Supplied information:
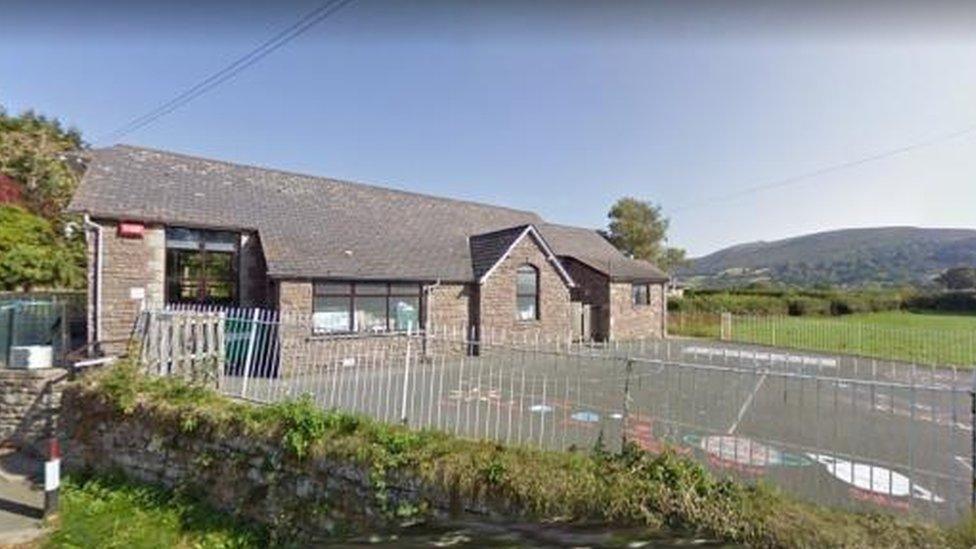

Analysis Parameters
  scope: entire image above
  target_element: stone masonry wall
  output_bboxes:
[1,368,67,455]
[608,282,666,340]
[562,258,610,341]
[478,235,572,341]
[59,386,504,540]
[92,219,165,355]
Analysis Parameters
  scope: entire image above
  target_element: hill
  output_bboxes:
[684,227,976,288]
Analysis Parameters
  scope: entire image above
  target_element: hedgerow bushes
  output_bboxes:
[670,288,916,316]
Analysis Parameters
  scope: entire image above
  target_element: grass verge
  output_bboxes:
[44,473,268,548]
[670,311,976,366]
[64,360,974,548]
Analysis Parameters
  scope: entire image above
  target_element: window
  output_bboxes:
[516,265,539,321]
[312,282,422,334]
[165,228,238,305]
[632,283,650,306]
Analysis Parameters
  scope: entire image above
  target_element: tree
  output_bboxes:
[602,197,687,272]
[0,106,87,290]
[936,267,976,290]
[0,205,82,290]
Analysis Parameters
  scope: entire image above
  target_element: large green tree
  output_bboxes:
[0,205,83,290]
[0,106,87,290]
[602,197,687,272]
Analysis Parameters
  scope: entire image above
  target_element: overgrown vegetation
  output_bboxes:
[0,106,87,291]
[45,473,268,548]
[64,360,974,548]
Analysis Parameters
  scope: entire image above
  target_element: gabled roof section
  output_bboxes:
[470,225,530,280]
[472,224,575,288]
[537,223,669,282]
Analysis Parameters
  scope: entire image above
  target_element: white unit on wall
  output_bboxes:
[8,345,54,370]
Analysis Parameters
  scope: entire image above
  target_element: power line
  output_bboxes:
[97,0,355,144]
[671,123,976,213]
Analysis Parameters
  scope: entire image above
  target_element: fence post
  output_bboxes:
[720,312,731,341]
[216,312,226,389]
[401,322,413,425]
[240,309,260,398]
[621,358,633,449]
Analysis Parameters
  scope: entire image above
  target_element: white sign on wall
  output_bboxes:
[129,287,146,300]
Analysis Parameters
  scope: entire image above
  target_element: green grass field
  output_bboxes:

About this exercise:
Reproduce every entry exactly; images stay out.

Your response:
Analysis Parameters
  scope: entire image above
  target_element: stone masonry wall
  output_bboxes:
[1,368,67,455]
[608,282,666,340]
[562,258,610,341]
[478,235,572,341]
[59,386,504,540]
[92,219,165,355]
Analysis Parameters
  scope: entire image above
  target_element: hill
  output_bboxes:
[684,227,976,288]
Analysis Parameters
  scope: entire image above
  target_element: hedgerow bushes
  output_bboxes:
[670,288,916,316]
Analysis Parameters
  scope: entire image above
  target_element: grass verge
  output_bboxes:
[44,473,268,548]
[670,311,976,366]
[64,360,974,548]
Analysis Parameters
  scope: entire image above
  target_element: window
  output_bboxes:
[516,265,539,321]
[312,282,422,334]
[165,228,238,305]
[632,283,650,306]
Analysis Parameters
  scope: entire image above
  target_element: tree
  output_bboxes:
[602,197,687,272]
[0,106,87,290]
[936,267,976,290]
[0,205,82,290]
Analysis Parameters
  scope: entire image above
  target_element: large green tree
  output_bboxes:
[0,205,83,290]
[0,106,87,290]
[602,197,687,272]
Analysis Parameters
  scope: entire image above
  target_element: overgrown vegetation
  output_bboxes:
[0,106,87,291]
[45,473,268,548]
[64,360,974,548]
Analysis Parameters
  scope: entire image above
  target_element: gabled roof section
  output_bboxes:
[470,225,530,280]
[472,224,575,288]
[537,223,669,282]
Analysis Parameters
  scope: entire image above
  target_element: white unit on wall
  output_bboxes:
[8,345,54,370]
Analysis Parameters
  scope: entire image above
  target_element: power line
  output_bboxes:
[97,0,355,144]
[671,123,976,213]
Analysis Parameters
  scope: entire image above
  target_element: fence post
  output_bboxes:
[720,312,731,341]
[216,312,226,389]
[401,322,413,425]
[240,309,260,398]
[621,358,633,449]
Analysis Parameters
  scope: entire image above
  target_element: white sign on wall
  output_bboxes:
[129,287,146,300]
Analysis Parameters
  scope: entire image above
  target_element: green grass field
  output_bboxes:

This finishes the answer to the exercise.